* **Document segment**:
= = =
A Global Fund for Social Protection would allow to increase support to low-income countries, thus helping them both to establish and maintain social protection schemes for the benefit of their population, and to improve the resilience of social protection systems against shocks.

This is affordable. The ILO estimates that the funding shortfall for low-income countries, representing 711 million people, is 79 billion USD per year, including 41 billion USD for health care. While this represents 15.9 percent of the GDP of LICs —an altogether unaffordable amount for these countries—, this is just half the total level of official development assistance (ODA) provided by OECD countries in 2020. Until now, social protection has largely been a neglected part of ODA: in 2018, it represented a meager 1 billion USD, which is less than 0.7 per cent of total ODA (or, including health, 3.5 billion USD, or 2.2 per cent of total ODA). This is one 60,000th of the total wealth produced in OECD countries (which was around 60 trillion in 2018).
= = =
* **What to do**: Reproduce the part of the passage on a Global Fund for Social Protection that opens with "This is affordable." and closes with "trillion in 2018).", word for word. The records that come next have nothing to do with the passage on a Global Fund for Social Protection.
= = =
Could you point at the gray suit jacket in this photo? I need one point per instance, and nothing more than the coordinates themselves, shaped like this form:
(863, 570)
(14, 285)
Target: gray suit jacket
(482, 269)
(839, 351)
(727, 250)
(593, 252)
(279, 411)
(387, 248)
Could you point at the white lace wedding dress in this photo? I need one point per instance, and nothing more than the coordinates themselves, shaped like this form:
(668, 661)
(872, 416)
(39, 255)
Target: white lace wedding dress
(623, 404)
= = =
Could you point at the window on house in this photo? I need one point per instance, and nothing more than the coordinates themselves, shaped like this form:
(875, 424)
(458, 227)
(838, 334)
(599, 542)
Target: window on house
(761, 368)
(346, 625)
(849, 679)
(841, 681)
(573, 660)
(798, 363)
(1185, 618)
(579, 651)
= = =
* **Response to this exercise**:
This is affordable. The ILO estimates that the funding shortfall for low-income countries, representing 711 million people, is 79 billion USD per year, including 41 billion USD for health care. While this represents 15.9 percent of the GDP of LICs —an altogether unaffordable amount for these countries—, this is just half the total level of official development assistance (ODA) provided by OECD countries in 2020. Until now, social protection has largely been a neglected part of ODA: in 2018, it represented a meager 1 billion USD, which is less than 0.7 per cent of total ODA (or, including health, 3.5 billion USD, or 2.2 per cent of total ODA). This is one 60,000th of the total wealth produced in OECD countries (which was around 60 trillion in 2018).